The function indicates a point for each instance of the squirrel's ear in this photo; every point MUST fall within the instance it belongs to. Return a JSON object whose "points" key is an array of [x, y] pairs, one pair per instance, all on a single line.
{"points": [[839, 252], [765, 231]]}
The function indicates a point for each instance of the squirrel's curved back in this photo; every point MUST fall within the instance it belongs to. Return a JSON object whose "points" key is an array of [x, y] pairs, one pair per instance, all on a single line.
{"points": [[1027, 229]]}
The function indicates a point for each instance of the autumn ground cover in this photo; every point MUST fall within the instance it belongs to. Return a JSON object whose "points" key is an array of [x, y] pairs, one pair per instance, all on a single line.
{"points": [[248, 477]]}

• TASK DIRECTIONS: The response should consist only of the lines from the one containing "the squirrel's curved" to the end of the material above, both included.

• RESULT FOR THIS TASK:
The function indicates a point for each instance of the squirrel's curved back in this photo; every point MUST fall within the instance it belongs to. Return a JSON object whose "points" key is an array of [x, y] pairs, one pair per instance, all on a single line.
{"points": [[1027, 229]]}
The function indicates a point for each instance of the autumn ground cover in this photo; every point MUST fall within the instance it belongs to. Return a JSON object whose "points" key is an array of [x, y] pairs, one pair per instance, all on a single line.
{"points": [[248, 477]]}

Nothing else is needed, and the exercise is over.